Document passage –

__________

It sharpens DEC-0059's two open OS-layer build tasks — both are re-pointed at this ADR as the thing that specifies their mechanism (status unchanged): Deny-by-default egress sandbox around the extraction agent — break the lethal trifecta so a hijacked agent structurally cannot exfiltrate (the single load-bearing build finding) (the OS-level --network none + TLS-terminating allowlist proxy + kernel-isolation residual it carries is now mechanized here) and Per-tenant runtime isolation — make the tenant a process/network/key boundary (not a directory), with a per-tenant vector namespace + server-side tenant binding, so a poisoned/sensitive atom is contained to ONE tenant (its process/network boundary is realized by the substrate wrapping the per-tenant LiveTurnRunner).

__________

Work item A –
Answer these questions from the passage on agent isolation:
(i) Which decision record's two open OS-layer build tasks are re-pointed?
(ii) What happens to the status of those tasks?
(iii) What realizes the process/network boundary for per-tenant isolation?
Work item B – From the passage on agent isolation, extract the span that begins at the words "It sharpens DEC-0059's" and stops after "the per-tenant LiveTurnRunner).".
The stored data that comes next is not required for this work.

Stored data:
__________

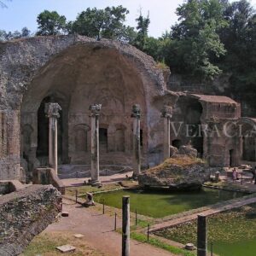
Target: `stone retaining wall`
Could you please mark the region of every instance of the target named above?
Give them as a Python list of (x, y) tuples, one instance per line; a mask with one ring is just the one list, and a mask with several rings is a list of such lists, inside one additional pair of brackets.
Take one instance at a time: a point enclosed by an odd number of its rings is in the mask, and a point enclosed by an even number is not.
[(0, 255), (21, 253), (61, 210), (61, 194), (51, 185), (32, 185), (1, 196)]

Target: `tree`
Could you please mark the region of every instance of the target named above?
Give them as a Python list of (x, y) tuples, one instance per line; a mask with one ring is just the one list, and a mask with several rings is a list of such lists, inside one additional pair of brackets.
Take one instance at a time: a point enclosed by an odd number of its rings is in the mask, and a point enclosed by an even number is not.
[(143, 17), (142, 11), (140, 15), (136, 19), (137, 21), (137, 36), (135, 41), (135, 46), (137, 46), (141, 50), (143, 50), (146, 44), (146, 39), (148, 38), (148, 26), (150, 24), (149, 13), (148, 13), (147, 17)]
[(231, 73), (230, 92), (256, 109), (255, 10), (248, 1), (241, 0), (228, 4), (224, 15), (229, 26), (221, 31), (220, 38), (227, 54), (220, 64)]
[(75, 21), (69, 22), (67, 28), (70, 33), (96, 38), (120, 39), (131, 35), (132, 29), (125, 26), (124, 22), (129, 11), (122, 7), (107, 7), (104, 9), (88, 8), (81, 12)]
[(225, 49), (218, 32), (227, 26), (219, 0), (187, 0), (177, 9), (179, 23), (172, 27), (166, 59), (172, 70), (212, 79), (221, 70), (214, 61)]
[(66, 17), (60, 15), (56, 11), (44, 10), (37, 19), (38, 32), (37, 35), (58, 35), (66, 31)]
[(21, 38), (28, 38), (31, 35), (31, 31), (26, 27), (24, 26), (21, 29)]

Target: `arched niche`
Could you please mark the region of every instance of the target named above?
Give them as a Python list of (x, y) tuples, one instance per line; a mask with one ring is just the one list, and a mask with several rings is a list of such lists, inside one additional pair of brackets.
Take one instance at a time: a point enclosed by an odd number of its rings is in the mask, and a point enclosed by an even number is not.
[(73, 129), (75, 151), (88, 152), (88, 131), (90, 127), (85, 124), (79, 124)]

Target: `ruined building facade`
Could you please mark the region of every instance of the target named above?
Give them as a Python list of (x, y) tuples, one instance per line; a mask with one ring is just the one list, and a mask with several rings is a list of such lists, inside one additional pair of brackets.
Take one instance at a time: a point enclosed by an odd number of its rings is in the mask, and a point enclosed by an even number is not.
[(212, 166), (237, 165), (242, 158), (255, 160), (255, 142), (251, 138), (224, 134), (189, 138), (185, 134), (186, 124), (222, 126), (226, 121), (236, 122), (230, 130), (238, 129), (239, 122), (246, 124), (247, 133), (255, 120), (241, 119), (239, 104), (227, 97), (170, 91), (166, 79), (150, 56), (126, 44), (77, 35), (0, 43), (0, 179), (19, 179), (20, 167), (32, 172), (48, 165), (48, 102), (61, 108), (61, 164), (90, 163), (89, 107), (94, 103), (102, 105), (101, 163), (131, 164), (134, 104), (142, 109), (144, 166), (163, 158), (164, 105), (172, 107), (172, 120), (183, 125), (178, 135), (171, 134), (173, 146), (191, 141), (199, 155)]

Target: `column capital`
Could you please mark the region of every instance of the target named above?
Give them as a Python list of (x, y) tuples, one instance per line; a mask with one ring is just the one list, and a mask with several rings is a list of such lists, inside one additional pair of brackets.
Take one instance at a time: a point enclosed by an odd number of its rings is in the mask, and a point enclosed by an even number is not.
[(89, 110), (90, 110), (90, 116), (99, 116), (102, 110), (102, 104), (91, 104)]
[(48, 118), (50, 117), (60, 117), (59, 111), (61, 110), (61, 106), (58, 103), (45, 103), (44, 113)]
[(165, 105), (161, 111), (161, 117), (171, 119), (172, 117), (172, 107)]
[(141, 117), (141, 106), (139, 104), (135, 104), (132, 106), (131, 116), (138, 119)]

__________

Worked solution A –
(i) DEC-0059
(ii) It is unchanged.
(iii) The substrate wrapping the per-tenant LiveTurnRunner

Worked solution B –
It sharpens DEC-0059's two open OS-layer build tasks — both are re-pointed at this ADR as the thing that specifies their mechanism (status unchanged): Deny-by-default egress sandbox around the extraction agent — break the lethal trifecta so a hijacked agent structurally cannot exfiltrate (the single load-bearing build finding) (the OS-level --network none + TLS-terminating allowlist proxy + kernel-isolation residual it carries is now mechanized here) and Per-tenant runtime isolation — make the tenant a process/network/key boundary (not a directory), with a per-tenant vector namespace + server-side tenant binding, so a poisoned/sensitive atom is contained to ONE tenant (its process/network boundary is realized by the substrate wrapping the per-tenant LiveTurnRunner).